(Provided records):

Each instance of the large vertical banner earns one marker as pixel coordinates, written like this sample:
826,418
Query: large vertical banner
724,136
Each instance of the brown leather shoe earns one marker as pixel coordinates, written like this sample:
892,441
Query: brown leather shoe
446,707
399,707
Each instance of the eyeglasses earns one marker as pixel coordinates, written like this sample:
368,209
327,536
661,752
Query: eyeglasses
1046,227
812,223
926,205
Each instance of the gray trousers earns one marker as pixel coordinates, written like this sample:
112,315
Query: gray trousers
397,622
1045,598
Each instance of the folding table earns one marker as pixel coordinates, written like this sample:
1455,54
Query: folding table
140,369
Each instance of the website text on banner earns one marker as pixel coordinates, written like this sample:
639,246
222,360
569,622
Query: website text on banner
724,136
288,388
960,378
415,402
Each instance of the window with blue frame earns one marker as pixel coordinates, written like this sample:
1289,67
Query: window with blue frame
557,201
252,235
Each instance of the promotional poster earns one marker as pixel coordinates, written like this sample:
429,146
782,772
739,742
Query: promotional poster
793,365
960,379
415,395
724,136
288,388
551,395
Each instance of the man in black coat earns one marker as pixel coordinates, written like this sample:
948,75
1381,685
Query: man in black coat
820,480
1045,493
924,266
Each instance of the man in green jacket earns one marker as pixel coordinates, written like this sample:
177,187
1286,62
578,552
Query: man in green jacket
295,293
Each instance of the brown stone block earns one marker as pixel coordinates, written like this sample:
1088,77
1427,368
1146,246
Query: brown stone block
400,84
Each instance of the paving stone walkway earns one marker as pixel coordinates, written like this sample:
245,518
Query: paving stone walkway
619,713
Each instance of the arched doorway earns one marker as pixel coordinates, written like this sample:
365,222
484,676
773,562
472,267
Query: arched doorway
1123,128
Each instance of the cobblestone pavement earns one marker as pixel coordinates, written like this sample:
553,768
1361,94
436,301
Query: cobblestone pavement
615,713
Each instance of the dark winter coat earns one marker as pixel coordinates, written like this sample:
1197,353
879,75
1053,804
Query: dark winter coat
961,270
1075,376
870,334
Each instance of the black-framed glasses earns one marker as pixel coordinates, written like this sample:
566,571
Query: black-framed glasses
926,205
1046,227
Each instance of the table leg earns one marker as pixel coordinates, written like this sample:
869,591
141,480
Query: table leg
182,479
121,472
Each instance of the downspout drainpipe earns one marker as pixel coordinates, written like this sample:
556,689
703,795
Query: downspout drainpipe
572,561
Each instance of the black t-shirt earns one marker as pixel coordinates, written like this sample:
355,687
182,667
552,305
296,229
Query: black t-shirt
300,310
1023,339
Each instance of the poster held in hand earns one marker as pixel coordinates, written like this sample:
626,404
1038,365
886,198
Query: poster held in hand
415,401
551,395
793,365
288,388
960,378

(Stated task):
The line containing "Each instance of the black-framed" and every line after it, through the end of the records, should be repeated exactly and alone.

(Answer to the problem):
Each instance of the black-framed glasses earns one marker as pixel coordinates, written like this sample:
566,571
Query: black-framed glasses
926,205
1046,227
Each instance of the table leg earns one marker as pixel coordinates, written like this sample:
869,591
141,480
Query: table leg
182,479
121,472
Each instance of the downspout drainpipe earns one marker as pixel coordinates, written like this sample:
556,689
703,795
Query: downspout drainpipe
572,561
Each instance of the black t-shirt earns one marker as pixel coordinates, written like this sample:
355,687
182,667
552,305
296,229
Query: black t-shirt
300,310
1023,339
Each instance of the poster held in hand earns one marker as pixel coordinates, written like this sample:
626,404
1038,365
886,198
Query: poster held in hand
415,401
551,395
793,365
288,388
960,378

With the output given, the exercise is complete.